Nginx regex location syntaxe
Regex expressions can be used with Nginx location block section, this is implemented with the PCRE engine.
What does exactly this feature support as it is not fully documented?
Nginx location block section have a search order, a modifier, an implicit match type and an implicit switch to whether stop the search on match or not. the following array describe it for regex.
# --------------------------------------------------------------------------------------------------------------------------------------------
# Search-Order Modifier Description Match-Type Stops-search-on-match
# --------------------------------------------------------------------------------------------------------------------------------------------
# 1st = The URI must match the specified pattern exactly Simple-string Yes
# 2nd ^~ The URI must begin with the specified pattern Simple-string Yes
# 3rd (None) The URI must begin with the specified pattern Simple-string No
# 4th ~ The URI must be a case-sensitive match to the specified Rx Perl-Compatible-Rx Yes (first match)
# 4th ~* The URI must be a case-insensitive match to the specified Rx Perl-Compatible-Rx Yes (first match)
# N/A @ Defines a named location block. Simple-string Yes
# --------------------------------------------------------------------------------------------------------------------------------------------
Capturing group, expression evaluation ()
are supported, this example location ~ ^/(?:index|update)$
match url ending with example.com/index and example.com/update
# -----------------------------------------------------------------------------------------
# () : Group/Capturing-group, capturing mean match and retain/output/use what matched
# the patern inside (). the default bracket mode is "capturing group" while (?:)
# is a non capturing group. example (?:a|b) match a or b in a non capturing mode
# -----------------------------------------------------------------------------------------
# ?: : Non capturing group
# ?= : Positive look ahead
# ?! : is for negative look ahead (do not match the following...)

◆ PROBLEM TO WORK ON:
Return the stretch of the Nginx regex post above from "# N/A @ Defines" through "expression evaluation ()", copied word for word.

◆ INFORMATION SUPPLIED:
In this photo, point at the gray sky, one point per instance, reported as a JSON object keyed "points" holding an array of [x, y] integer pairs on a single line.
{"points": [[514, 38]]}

◆ ANSWER TO THE PROBLEM:
# N/A @ Defines a named location block. Simple-string Yes
# --------------------------------------------------------------------------------------------------------------------------------------------
Capturing group, expression evaluation ()